The Dwarf Cavendish banana is a widely grown and commercially important Cavendish cultivar. The name "Dwarf Cavendish" is in reference to the height of the pseudostem, not the fruit. Young plants have maroon or purple blotches on their leaves but quickly lose them as they mature. It is one of the most commonly planted banana varieties from the Cavendish group, and the main source of commercial Cavendish bananas along with Grand Nain.

==History of cultivation==
Cavendish bananas were named after William Cavendish, 6th Duke of Devonshire. Though not the first known banana specimens in Europe, around 1834 Cavendish received a shipment of bananas courtesy of the chaplain of Alton Towers (then the seat of the Earls of Shrewsbury). His gardener, Sir Joseph Paxton cultivated them in the greenhouses of Chatsworth House. The plants were botanically described by Paxton as Musa cavendishii, after the Duke.

The Chatsworth bananas were shipped off to various places in the Pacific around the 1850s. It is believed that some of them may have ended up in the Canary Islands, though other authors believe that the bananas in the Canary Islands had been there since the fifteenth century and had been introduced through other means, namely by early Portuguese explorers who obtained them from West Africa and were later responsible for spreading them to the Caribbean. African bananas in turn were introduced from Southeast Asia into Madagascar by early Austronesian sailors. In 1888, bananas from the Canary Islands were imported into England by Thomas Fyffe. These bananas are now known to belong to the Dwarf Cavendish cultivar.

**Task instructions**:
1. Return the part of the Dwarf Cavendish banana passage starting with "The Dwarf Cavendish banana" and going on through "with Grand Nain.", copied word for word.
2. Please continue the text on the Dwarf Cavendish banana, picking up right after its last sentence.

**Exercise data**:
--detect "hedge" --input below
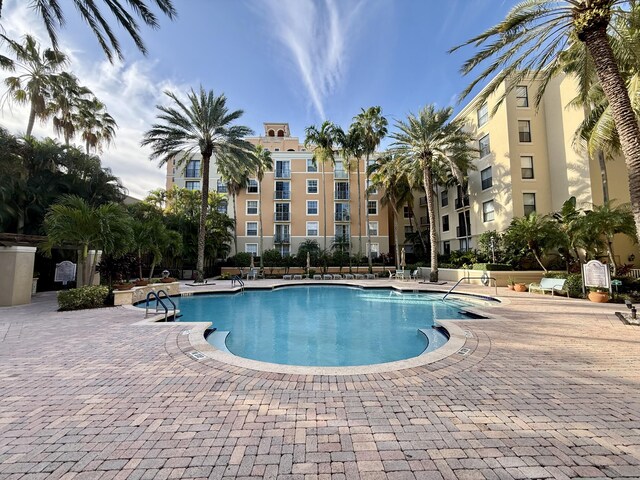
[472,263,513,272]
[58,285,109,310]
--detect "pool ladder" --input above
[231,275,244,293]
[144,290,176,322]
[442,275,498,302]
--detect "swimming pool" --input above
[165,286,476,366]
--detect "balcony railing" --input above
[456,195,469,209]
[274,212,291,222]
[273,233,291,244]
[273,168,291,178]
[273,190,291,200]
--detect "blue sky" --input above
[0,0,515,197]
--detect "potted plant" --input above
[587,287,609,303]
[513,283,527,292]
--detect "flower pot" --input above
[587,292,609,303]
[513,283,527,292]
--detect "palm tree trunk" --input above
[422,164,438,282]
[322,160,327,250]
[196,155,211,283]
[258,178,264,272]
[583,26,640,244]
[25,103,36,137]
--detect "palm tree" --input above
[584,201,637,276]
[4,35,67,137]
[142,86,253,282]
[304,120,338,250]
[77,97,118,155]
[454,0,640,244]
[391,105,476,282]
[256,145,273,270]
[353,106,389,272]
[0,0,176,61]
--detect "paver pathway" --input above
[0,289,640,480]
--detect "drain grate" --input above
[189,351,207,360]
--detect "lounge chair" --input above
[529,278,569,297]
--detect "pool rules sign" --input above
[582,260,611,291]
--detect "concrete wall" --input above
[0,247,36,307]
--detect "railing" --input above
[274,212,291,222]
[273,190,291,200]
[442,275,498,302]
[273,235,291,243]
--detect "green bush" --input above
[544,272,584,298]
[58,285,109,310]
[473,263,512,272]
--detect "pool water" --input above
[168,286,472,366]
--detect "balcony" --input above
[273,190,291,200]
[456,195,469,210]
[274,212,291,222]
[334,212,351,222]
[273,233,291,245]
[273,168,291,178]
[456,225,471,238]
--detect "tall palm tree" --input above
[353,106,389,272]
[0,0,176,61]
[454,0,640,244]
[391,105,476,282]
[77,97,118,155]
[256,145,273,270]
[142,86,253,282]
[4,35,67,137]
[304,120,338,250]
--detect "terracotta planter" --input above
[513,283,527,292]
[587,292,609,303]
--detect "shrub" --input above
[473,263,511,272]
[58,285,109,310]
[544,272,584,298]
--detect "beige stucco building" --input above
[167,123,389,255]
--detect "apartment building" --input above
[405,75,638,263]
[167,123,389,256]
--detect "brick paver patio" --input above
[0,282,640,480]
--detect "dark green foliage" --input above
[58,285,109,310]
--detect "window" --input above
[516,85,529,107]
[247,179,258,193]
[477,102,489,127]
[480,167,493,190]
[307,222,318,237]
[307,158,318,172]
[247,200,258,215]
[478,134,491,158]
[522,193,536,215]
[482,200,495,222]
[520,156,533,179]
[244,243,258,257]
[518,120,531,143]
[184,180,200,190]
[440,190,449,207]
[185,160,200,178]
[247,222,258,237]
[307,200,318,215]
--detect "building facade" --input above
[167,123,389,256]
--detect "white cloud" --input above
[263,0,362,120]
[0,0,189,197]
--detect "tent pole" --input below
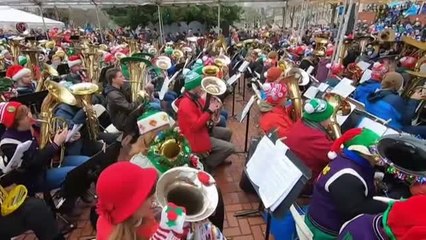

**Answers for this exercise**:
1.
The Dwarf Cavendish banana is a widely grown and commercially important Cavendish cultivar. The name "Dwarf Cavendish" is in reference to the height of the pseudostem, not the fruit. Young plants have maroon or purple blotches on their leaves but quickly lose them as they mature. It is one of the most commonly planted banana varieties from the Cavendish group, and the main source of commercial Cavendish bananas along with Grand Nain.

2.
==Taxonomy==
Its accepted name is Musa (AAA group) 'Dwarf Cavendish'. Synonyms include: from the Dwarf Cavendish.
1. Musa acuminata L. A. Colla
2. Musa nana J. de Loureiro (name accepted at Mobot)
3. Musa nana auct. non J. de Loureiro
4. Musa chinensis R. Sweet
5. Musa sinensis P. A. Sagot ex J. G. Baker
6. Musa sinensis P. A. Sagot
7. Musa sinensis R. Sweet ex P. A. Sagot

Other common names include klue hom kom, pisang serendah, Chinese banana, and Canary banana.

==Description==
Dwarf Cavendish leaves are broad with short petioles. Its shortness makes it stable, wind-resistant, and easier to manage. This, in addition to its fast growth rate, makes it ideal for plantation cultivation. An easily recognizable characteristic of this cultivar is that the male bracts and flowers are not shed.

The fruits of the Dwarf Cavendish cultivar range from about 15 to 25 cm in length, and are thin skinned. Each plant can bear up to 90 fingers.